→ **Exercice court**
Recopiez à l'identique le passage de l'extrait sur la gnose qui va de « Le Dieu de la » jusqu'à « Trinité et l’incarnation. ».

→ **Extrait du texte**
# # # # # # #

Le Dieu de la kabbale et de Spinoza est immanent, il est l'Âme ou l'Esprit du monde (le spinozisme est un spiritualisme, aussi opposé au matérialisme qu'à l'idéalisme) en bref la nature. Ce Dieu imprime au cosmos un sens, une intention, une volonté qui s'opposent au pur hasard dans l'univers. Le Dieu de Spinoza comme celui de Nietzsche ou d'Einstein, est tout à l'opposé du Dieu personnel des monothéismes. Ce Dieu et est en dehors du temps, il ne veut rien et n’exige rien, nous sommes loin ici du concept puéril du vieillard barbu et colérique. Dieu est ainsi Cause Première, Architecture primordiale de la Gnose. Les Lumières en Europe marquent le retour de la Philosophie gnostique contre le Catholicisme avec ses croyances dogmatiques en la Trinité et l’incarnation.

La Gnose est une rébellion contre la réalité, contre la Vérité. Pour certain groupes gnostiques "le monde" est mauvais et il faut tout faire pour s'en échapper et s'en détacher ou bien il doit être totalement maîtrisé par "le Progrès" pour en limiter les effets négatifs et construire un paradis sur Terre. La gnose moderne issue de la Kabbale avec son dernier avatar la « Franc-maçonnerie » propage les valeurs philosophiques issues du siècle des Lumières,  en inversant toutes les valeurs chrétiennes et fait ainsi glisser la société occidentale progressivement vers la décadence. En effet la philosophie a désacralisé l'idée de Dieu et c’est désormais l’Homme qui subjectivement décide du Bien et du Mal en fonction de son affect ou idéologie. La rébellion gnostique moderne se définit par la formule de Descartes « Je pense, donc je suis » où un vrai Chrétien aurait dit « Je suis, donc je pense. »

# # # # # # #

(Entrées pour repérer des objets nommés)
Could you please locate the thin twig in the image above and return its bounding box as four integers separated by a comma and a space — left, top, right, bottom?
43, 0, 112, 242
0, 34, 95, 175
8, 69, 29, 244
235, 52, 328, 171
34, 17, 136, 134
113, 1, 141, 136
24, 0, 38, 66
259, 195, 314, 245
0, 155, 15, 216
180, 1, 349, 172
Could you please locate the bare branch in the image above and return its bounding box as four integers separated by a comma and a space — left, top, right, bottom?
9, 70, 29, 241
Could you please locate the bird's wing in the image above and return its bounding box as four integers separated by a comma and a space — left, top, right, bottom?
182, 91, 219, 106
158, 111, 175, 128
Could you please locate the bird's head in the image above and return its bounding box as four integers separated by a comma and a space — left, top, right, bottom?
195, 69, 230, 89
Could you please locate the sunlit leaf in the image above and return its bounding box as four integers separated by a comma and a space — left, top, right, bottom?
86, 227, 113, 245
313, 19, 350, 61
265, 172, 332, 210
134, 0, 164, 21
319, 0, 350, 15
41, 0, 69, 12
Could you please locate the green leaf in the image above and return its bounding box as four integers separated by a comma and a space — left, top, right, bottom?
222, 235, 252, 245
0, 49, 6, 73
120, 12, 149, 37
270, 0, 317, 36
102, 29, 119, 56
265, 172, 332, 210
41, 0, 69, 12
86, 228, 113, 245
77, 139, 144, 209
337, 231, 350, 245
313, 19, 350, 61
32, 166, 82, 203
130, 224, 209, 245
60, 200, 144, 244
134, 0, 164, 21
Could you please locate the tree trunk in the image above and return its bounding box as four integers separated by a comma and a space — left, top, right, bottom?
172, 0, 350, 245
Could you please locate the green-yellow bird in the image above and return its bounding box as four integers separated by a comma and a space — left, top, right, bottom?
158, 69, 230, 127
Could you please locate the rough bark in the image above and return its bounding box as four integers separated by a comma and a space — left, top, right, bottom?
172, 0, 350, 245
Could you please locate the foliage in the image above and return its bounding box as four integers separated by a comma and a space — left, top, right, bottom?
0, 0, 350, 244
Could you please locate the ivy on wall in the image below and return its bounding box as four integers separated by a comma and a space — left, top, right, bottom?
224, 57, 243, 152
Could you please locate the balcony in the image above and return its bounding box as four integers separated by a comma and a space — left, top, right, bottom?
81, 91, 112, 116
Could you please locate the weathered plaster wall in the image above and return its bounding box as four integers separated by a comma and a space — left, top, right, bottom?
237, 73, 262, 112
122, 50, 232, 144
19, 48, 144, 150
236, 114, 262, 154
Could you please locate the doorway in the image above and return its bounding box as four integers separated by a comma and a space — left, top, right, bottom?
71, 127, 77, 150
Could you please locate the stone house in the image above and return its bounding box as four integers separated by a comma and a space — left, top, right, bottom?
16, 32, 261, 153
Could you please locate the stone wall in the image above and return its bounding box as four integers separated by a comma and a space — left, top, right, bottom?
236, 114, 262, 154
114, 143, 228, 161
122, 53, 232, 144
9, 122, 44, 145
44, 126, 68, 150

# # # # # # #

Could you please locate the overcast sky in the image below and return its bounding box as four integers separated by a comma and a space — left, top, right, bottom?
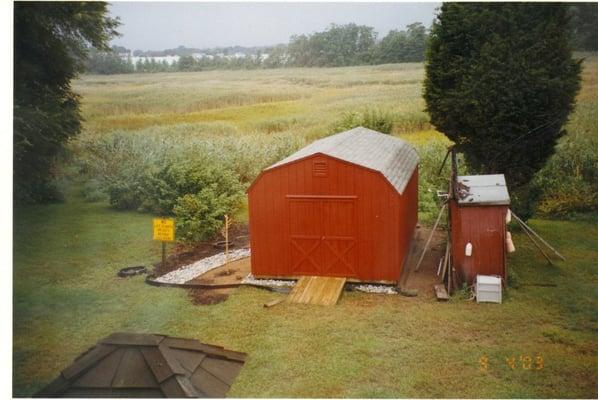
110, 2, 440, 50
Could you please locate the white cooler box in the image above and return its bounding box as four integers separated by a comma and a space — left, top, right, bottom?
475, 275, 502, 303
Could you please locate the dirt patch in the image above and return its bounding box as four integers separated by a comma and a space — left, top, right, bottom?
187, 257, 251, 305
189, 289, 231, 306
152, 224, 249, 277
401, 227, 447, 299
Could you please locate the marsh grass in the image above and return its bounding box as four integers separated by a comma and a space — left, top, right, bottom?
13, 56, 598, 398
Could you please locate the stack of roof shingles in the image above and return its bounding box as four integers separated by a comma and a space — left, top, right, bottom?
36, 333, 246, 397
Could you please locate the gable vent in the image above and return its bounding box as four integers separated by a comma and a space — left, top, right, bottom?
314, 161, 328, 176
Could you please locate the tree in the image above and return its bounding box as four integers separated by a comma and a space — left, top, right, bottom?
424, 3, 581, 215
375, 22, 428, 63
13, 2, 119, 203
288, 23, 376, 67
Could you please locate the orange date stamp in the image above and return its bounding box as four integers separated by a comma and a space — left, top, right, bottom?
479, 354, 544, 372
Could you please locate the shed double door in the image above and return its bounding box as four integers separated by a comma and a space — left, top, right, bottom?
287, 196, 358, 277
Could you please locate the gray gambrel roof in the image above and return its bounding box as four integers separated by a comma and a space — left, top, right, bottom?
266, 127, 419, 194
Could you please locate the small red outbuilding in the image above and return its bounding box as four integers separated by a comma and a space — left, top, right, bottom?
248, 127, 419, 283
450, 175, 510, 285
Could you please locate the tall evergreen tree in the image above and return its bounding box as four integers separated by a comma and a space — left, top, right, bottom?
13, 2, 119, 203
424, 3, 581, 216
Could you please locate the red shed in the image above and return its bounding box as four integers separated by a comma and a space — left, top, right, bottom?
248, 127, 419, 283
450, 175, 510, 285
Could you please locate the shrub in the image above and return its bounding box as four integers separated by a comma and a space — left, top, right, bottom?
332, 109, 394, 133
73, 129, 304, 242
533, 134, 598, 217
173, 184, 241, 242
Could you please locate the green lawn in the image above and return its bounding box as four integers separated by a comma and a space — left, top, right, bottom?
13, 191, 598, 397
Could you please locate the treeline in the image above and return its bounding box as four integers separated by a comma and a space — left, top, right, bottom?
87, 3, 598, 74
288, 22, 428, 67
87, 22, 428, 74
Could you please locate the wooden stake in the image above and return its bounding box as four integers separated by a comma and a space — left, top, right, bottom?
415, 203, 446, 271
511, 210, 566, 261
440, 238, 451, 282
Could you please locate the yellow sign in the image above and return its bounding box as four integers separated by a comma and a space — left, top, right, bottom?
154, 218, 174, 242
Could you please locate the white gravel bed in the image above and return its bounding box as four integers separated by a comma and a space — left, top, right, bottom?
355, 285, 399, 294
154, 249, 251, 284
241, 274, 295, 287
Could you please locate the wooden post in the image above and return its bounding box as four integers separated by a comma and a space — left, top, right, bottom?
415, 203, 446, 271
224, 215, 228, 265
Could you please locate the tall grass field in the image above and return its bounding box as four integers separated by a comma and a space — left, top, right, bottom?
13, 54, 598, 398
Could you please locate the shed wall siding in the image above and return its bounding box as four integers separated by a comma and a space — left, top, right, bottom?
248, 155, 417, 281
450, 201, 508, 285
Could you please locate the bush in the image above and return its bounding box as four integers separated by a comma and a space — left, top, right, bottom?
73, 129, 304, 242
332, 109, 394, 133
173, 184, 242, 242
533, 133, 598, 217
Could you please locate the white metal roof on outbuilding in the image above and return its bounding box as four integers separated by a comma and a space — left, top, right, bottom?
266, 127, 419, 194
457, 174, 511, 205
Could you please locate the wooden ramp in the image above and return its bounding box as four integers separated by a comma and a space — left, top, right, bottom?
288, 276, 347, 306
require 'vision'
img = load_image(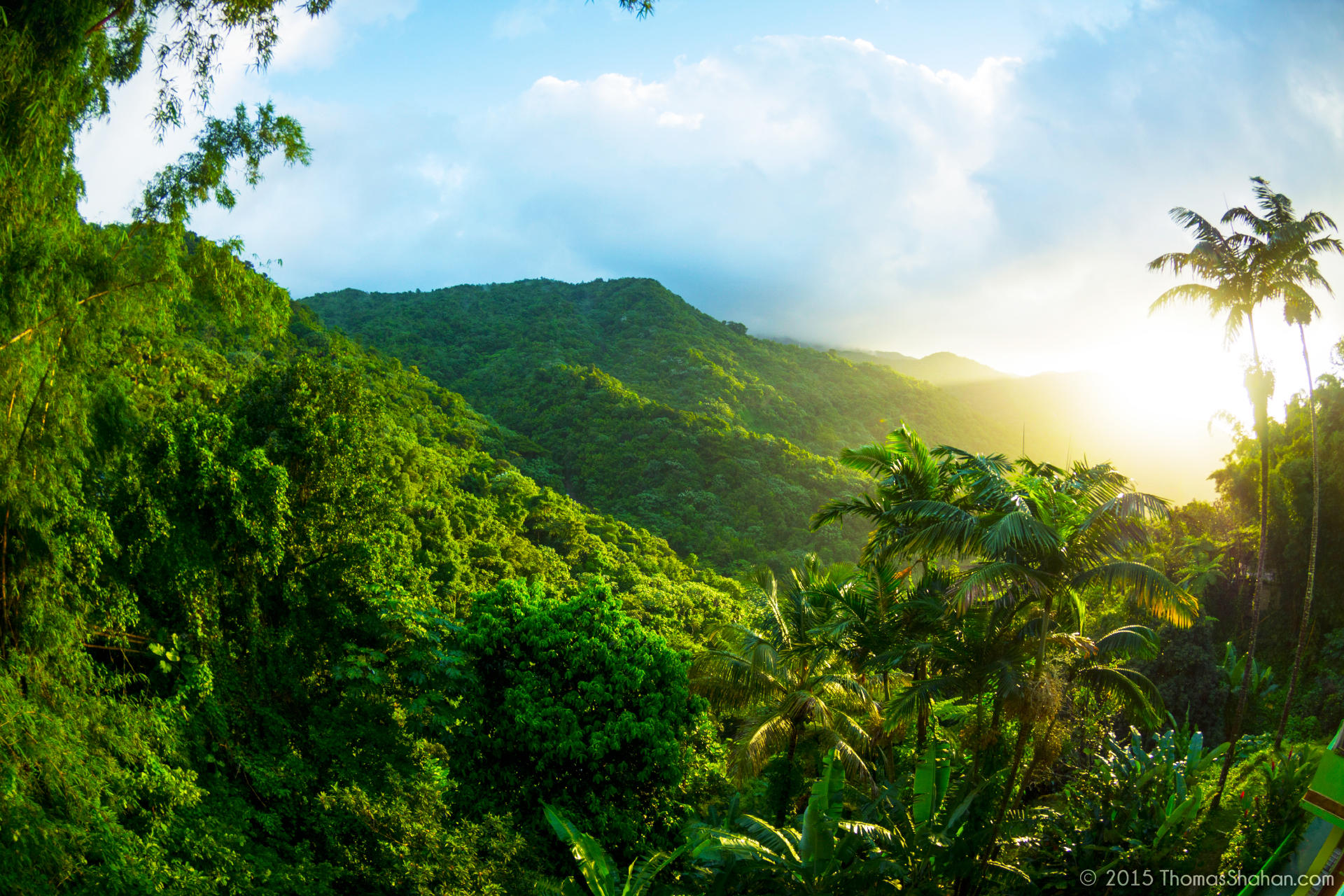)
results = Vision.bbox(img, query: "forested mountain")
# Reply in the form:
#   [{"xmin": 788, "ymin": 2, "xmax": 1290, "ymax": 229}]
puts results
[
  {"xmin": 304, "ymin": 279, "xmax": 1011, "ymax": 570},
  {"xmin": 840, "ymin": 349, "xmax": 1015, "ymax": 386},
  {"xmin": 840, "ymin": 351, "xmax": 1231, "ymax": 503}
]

# # # # # # #

→ **La réponse**
Le Dieu de la kabbale et de Spinoza est immanent, il est l'Âme ou l'Esprit du monde (le spinozisme est un spiritualisme, aussi opposé au matérialisme qu'à l'idéalisme) en bref la nature. Ce Dieu imprime au cosmos un sens, une intention, une volonté qui s'opposent au pur hasard dans l'univers. Le Dieu de Spinoza comme celui de Nietzsche ou d'Einstein, est tout à l'opposé du Dieu personnel des monothéismes. Ce Dieu et est en dehors du temps, il ne veut rien et n’exige rien, nous sommes loin ici du concept puéril du vieillard barbu et colérique. Dieu est ainsi Cause Première, Architecture primordiale de la Gnose. Les Lumières en Europe marquent le retour de la Philosophie gnostique contre le Catholicisme avec ses croyances dogmatiques en la Trinité et l’incarnation.